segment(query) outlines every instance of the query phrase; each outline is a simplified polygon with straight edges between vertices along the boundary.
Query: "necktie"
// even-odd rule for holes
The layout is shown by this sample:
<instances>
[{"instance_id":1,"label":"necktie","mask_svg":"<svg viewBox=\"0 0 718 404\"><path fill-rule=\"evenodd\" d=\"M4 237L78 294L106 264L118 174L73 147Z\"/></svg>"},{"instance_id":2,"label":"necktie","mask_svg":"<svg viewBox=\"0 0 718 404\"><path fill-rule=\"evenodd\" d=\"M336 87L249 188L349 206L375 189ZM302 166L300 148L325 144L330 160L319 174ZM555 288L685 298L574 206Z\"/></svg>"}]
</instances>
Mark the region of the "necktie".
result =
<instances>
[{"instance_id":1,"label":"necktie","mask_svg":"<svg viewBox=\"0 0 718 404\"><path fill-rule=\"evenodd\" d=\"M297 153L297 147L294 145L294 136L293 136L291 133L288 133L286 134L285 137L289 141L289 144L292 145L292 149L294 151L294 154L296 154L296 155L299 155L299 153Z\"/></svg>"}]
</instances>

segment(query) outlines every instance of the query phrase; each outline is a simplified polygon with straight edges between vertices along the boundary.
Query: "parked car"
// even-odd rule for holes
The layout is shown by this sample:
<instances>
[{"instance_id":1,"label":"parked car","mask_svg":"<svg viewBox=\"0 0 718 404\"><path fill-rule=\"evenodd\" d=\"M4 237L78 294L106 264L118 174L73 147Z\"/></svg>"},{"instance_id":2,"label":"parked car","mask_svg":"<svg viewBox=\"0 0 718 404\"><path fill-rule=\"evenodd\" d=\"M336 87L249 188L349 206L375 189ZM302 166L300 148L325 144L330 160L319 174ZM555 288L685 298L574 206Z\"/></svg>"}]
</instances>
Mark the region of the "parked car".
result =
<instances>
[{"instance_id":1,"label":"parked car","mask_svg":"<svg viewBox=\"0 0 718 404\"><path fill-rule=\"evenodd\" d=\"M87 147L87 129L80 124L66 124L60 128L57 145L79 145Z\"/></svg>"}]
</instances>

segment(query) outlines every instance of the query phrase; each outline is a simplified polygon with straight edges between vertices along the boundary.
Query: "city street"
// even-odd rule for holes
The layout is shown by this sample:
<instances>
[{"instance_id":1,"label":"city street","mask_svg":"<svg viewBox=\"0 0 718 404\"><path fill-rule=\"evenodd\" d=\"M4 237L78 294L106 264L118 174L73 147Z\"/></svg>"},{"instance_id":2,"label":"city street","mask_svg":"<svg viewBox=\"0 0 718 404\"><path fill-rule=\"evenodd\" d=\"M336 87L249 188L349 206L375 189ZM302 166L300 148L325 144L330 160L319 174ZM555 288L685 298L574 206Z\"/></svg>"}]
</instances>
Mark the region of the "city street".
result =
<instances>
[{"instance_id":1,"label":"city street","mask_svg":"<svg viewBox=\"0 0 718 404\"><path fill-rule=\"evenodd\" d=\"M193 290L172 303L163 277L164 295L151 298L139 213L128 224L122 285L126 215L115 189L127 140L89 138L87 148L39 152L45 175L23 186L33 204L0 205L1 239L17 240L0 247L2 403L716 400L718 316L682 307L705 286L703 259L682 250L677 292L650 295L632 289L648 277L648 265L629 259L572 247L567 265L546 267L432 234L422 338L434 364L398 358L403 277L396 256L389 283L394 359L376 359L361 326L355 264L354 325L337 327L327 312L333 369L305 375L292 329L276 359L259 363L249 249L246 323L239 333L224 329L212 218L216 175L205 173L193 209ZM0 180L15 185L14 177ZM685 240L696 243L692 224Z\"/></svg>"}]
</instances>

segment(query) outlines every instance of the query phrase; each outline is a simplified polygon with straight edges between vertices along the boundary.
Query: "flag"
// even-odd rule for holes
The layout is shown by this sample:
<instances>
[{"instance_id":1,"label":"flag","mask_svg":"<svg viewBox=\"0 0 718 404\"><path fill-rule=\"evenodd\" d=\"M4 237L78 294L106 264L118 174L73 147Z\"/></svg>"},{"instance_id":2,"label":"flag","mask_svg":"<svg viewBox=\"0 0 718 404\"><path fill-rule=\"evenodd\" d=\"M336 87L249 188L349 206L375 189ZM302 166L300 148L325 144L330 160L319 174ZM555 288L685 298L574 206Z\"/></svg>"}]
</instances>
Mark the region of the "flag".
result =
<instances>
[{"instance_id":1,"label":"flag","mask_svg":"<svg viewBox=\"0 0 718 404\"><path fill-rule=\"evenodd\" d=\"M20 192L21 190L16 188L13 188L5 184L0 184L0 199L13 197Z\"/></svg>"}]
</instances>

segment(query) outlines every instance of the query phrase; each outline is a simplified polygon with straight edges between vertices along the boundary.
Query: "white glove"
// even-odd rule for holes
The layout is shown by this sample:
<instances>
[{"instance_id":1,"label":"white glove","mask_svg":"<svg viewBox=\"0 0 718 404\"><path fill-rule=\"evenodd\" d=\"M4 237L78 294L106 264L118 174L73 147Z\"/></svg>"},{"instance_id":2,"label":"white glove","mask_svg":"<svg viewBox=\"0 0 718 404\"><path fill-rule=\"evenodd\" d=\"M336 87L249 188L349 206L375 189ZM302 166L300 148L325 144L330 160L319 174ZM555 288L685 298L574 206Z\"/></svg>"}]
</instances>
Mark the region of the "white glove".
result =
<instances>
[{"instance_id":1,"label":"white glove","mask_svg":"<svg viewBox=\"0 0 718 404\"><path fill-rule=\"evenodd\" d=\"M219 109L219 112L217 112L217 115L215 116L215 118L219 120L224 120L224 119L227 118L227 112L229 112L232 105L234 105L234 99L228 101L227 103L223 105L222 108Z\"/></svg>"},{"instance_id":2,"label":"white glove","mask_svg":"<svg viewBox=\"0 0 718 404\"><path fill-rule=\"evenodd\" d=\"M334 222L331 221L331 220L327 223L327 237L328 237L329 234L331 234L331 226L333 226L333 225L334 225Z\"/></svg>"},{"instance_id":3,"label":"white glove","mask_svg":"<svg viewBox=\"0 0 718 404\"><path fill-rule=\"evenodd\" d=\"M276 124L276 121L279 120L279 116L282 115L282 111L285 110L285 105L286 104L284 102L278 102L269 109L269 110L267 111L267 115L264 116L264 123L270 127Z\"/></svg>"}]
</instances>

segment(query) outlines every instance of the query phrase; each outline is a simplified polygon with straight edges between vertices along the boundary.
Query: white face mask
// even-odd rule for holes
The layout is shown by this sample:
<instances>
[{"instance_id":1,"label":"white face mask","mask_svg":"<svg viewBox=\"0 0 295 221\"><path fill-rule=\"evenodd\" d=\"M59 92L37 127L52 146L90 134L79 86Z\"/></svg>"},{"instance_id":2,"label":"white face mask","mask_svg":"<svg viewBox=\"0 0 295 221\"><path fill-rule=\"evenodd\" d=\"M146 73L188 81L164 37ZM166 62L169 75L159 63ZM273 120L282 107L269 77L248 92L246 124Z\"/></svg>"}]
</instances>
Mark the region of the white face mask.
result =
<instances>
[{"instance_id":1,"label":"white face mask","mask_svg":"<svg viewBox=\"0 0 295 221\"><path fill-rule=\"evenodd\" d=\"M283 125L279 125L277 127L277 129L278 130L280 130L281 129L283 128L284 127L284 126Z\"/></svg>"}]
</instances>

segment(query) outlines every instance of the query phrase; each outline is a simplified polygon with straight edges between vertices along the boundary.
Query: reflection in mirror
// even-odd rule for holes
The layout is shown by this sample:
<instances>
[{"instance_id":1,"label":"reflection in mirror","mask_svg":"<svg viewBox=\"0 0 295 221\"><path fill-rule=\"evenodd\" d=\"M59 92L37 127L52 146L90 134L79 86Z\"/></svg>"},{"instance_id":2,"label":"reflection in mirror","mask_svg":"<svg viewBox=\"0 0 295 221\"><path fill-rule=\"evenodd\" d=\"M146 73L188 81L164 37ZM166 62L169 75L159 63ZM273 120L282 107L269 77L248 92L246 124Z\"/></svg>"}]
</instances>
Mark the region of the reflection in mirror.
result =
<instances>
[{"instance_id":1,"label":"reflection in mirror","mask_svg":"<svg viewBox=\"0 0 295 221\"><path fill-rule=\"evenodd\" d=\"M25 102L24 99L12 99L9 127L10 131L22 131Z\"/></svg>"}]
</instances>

◆ ◆ ◆ ◆ ◆ ◆ ◆

▶ _Exercise requirements_
Please find every line of the material above that contains the word "parked", and copy each of those lines.

▶ _Reply to the exercise_
Query: "parked car"
[{"instance_id":1,"label":"parked car","mask_svg":"<svg viewBox=\"0 0 718 404\"><path fill-rule=\"evenodd\" d=\"M4 237L78 294L106 264L118 174L73 147Z\"/></svg>"},{"instance_id":2,"label":"parked car","mask_svg":"<svg viewBox=\"0 0 718 404\"><path fill-rule=\"evenodd\" d=\"M336 87L249 188L349 206L375 189ZM302 166L300 148L325 144L330 160L319 174ZM555 288L685 298L574 206Z\"/></svg>"}]
Mark the region of the "parked car".
[{"instance_id":1,"label":"parked car","mask_svg":"<svg viewBox=\"0 0 718 404\"><path fill-rule=\"evenodd\" d=\"M87 147L87 129L80 124L66 124L60 128L57 145L79 145Z\"/></svg>"}]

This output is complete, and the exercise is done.